## YOUR TASK
The expected output is a verbatim reprint of the lines from the beginning of the data that follows through the line that contains "SAMPLE: (424,206)".

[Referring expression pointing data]
##############################
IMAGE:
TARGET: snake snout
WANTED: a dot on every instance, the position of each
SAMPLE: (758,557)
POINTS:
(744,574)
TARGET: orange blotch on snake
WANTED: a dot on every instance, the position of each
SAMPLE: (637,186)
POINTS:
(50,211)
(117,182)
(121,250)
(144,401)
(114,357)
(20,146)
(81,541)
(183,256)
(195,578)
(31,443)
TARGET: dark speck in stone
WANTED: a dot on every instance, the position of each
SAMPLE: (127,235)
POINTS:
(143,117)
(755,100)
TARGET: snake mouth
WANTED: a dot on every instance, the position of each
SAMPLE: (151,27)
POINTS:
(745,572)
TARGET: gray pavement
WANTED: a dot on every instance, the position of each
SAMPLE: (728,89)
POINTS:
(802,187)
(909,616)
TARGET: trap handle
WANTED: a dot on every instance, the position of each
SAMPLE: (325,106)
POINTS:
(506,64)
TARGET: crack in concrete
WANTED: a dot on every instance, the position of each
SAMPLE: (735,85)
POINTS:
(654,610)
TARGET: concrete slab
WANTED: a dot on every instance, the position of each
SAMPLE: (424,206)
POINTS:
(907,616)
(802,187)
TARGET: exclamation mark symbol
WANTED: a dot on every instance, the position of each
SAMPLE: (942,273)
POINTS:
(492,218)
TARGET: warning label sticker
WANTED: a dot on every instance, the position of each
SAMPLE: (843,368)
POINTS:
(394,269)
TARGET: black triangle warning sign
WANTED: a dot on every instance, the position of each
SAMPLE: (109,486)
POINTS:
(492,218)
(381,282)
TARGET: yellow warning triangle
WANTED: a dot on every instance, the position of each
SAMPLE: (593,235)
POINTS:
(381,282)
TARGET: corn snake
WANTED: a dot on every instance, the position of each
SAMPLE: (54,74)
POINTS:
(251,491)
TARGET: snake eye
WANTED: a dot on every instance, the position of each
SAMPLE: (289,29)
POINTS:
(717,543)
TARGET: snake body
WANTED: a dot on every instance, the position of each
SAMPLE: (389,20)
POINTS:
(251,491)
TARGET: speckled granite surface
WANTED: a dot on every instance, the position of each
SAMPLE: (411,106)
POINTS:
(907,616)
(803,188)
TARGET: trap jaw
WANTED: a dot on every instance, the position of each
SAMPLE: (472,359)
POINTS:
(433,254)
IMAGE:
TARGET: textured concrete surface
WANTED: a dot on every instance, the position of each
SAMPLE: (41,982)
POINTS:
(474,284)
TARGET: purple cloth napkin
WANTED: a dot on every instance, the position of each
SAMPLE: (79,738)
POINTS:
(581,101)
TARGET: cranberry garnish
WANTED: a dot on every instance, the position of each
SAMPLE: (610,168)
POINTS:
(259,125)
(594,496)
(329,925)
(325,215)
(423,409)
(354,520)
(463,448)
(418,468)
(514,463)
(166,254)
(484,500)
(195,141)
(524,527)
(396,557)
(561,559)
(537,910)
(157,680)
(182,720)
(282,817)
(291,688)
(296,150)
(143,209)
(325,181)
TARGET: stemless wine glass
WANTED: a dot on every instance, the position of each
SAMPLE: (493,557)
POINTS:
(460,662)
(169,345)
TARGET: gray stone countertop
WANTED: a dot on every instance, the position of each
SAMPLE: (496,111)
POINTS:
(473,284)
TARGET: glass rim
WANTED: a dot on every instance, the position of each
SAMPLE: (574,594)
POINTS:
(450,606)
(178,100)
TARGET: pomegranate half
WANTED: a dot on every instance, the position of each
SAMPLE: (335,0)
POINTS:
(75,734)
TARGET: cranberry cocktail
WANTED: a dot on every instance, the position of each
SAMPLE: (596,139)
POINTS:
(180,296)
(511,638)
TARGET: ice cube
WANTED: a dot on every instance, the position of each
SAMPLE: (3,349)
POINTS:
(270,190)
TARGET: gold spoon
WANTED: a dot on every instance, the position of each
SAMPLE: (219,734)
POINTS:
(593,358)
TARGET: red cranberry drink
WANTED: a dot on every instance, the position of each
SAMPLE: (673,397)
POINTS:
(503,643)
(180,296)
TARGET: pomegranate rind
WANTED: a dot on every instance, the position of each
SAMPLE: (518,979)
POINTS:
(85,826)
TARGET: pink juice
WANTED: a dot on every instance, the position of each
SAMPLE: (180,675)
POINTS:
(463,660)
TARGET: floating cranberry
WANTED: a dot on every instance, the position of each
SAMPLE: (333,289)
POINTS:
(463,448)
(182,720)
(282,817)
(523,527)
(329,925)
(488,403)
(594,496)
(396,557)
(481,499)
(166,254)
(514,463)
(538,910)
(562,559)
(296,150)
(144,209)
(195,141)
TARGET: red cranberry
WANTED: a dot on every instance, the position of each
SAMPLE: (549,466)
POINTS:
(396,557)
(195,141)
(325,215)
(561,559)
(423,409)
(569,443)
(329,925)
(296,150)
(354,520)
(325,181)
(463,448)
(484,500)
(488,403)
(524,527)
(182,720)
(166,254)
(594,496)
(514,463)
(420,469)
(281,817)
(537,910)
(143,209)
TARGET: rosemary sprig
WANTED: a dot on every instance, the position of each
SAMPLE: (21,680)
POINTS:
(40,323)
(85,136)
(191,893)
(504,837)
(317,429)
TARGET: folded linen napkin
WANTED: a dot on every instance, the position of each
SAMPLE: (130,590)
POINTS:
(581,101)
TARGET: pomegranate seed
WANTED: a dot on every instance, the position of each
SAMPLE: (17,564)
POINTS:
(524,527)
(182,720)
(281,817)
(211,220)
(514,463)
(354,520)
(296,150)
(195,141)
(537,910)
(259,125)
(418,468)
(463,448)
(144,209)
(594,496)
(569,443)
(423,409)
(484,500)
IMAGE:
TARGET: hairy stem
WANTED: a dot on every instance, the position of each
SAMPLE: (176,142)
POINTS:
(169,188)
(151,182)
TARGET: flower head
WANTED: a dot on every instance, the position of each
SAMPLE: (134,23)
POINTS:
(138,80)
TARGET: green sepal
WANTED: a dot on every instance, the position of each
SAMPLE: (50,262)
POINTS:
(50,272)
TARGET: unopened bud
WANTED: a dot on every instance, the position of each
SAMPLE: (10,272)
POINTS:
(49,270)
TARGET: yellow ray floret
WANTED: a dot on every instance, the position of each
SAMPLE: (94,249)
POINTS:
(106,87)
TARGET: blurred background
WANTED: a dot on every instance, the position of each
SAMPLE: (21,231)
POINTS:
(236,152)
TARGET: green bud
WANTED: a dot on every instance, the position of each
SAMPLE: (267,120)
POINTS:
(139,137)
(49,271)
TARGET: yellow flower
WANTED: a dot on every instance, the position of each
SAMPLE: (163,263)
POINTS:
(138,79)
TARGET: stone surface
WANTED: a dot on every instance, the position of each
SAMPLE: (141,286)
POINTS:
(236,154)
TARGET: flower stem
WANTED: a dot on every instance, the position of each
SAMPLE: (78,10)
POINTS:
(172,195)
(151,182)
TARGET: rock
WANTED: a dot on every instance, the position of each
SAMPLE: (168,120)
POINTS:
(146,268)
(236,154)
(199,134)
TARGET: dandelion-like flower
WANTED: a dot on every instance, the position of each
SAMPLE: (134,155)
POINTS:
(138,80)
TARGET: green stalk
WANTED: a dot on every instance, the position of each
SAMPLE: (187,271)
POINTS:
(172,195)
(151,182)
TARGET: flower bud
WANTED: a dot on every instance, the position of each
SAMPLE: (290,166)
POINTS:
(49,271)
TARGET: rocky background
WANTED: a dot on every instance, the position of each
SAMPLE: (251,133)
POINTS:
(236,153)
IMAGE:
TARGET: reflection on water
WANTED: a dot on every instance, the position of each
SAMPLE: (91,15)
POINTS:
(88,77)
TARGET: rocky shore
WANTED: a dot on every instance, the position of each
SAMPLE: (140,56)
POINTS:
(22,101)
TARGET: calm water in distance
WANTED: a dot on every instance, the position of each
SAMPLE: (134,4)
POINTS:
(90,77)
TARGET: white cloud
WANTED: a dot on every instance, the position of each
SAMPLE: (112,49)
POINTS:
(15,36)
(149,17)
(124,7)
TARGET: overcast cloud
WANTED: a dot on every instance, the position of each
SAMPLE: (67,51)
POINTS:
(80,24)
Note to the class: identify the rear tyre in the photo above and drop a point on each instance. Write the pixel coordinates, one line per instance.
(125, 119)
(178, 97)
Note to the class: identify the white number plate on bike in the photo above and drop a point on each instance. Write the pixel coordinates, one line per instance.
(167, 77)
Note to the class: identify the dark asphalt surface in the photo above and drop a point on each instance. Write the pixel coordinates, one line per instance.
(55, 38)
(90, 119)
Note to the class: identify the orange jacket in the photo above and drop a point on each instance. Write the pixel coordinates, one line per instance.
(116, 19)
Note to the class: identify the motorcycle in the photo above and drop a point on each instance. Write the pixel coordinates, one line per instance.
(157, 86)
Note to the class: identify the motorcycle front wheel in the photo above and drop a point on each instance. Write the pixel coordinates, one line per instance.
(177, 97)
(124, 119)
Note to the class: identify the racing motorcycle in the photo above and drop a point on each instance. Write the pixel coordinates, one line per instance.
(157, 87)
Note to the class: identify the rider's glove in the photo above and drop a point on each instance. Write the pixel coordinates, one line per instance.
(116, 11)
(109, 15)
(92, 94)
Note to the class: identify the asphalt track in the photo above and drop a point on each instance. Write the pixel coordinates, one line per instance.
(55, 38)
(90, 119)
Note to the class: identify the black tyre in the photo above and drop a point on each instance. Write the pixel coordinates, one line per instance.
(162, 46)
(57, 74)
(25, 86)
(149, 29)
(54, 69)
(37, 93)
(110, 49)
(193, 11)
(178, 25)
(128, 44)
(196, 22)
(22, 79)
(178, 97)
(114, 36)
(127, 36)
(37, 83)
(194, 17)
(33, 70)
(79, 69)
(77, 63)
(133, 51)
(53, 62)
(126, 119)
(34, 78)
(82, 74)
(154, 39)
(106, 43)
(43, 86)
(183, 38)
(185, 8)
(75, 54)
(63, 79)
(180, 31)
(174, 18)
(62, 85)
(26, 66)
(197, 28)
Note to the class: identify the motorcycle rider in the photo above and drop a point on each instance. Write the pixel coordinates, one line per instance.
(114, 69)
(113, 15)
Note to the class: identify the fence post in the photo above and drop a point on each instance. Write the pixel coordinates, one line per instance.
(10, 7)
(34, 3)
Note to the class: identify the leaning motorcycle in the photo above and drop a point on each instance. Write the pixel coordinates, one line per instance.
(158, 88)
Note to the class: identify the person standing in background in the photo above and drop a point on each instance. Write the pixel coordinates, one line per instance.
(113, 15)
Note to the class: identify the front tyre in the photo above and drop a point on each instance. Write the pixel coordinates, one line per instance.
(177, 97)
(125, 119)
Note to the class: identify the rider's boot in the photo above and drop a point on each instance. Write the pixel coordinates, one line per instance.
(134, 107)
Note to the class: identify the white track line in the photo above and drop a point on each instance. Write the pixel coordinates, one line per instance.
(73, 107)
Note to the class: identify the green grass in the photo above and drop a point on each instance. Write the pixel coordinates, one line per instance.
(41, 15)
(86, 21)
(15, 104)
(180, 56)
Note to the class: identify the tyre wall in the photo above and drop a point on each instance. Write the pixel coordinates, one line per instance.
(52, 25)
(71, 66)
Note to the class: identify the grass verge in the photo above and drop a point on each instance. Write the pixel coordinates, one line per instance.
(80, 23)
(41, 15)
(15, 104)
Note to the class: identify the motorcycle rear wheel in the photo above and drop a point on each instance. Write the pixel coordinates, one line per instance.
##############################
## FINISHED TASK
IMAGE:
TARGET: snake snout
WANTED: a dot on every instance, the position of each
SAMPLE: (758,557)
POINTS:
(744,574)
TARGET: orange blotch on snake
WANTED: a dot on every instance, the position of each
SAMPLE: (637,186)
POINTS:
(50,211)
(117,182)
(121,250)
(144,401)
(114,357)
(20,146)
(81,541)
(183,256)
(195,578)
(31,443)
TARGET: dark speck in stone
WANTED: a dot on every instance, the position of each
SAMPLE: (127,235)
POINTS:
(143,117)
(755,100)
TARGET: snake mouth
WANTED: a dot on every instance, the position of each
SAMPLE: (151,27)
POINTS:
(745,572)
TARGET: gray pavement
WANTED: a dot on every instance, the position of each
SAMPLE: (728,89)
POINTS:
(802,187)
(909,616)
TARGET: trap handle
WANTED: a dot on every instance, the position of each
SAMPLE: (325,106)
POINTS:
(506,64)
TARGET: crack in concrete
WANTED: a dot on every instance, the position of each
SAMPLE: (735,85)
POINTS:
(654,610)
TARGET: concrete slab
WANTED: a dot on every instance, the position of each
SAMPLE: (424,206)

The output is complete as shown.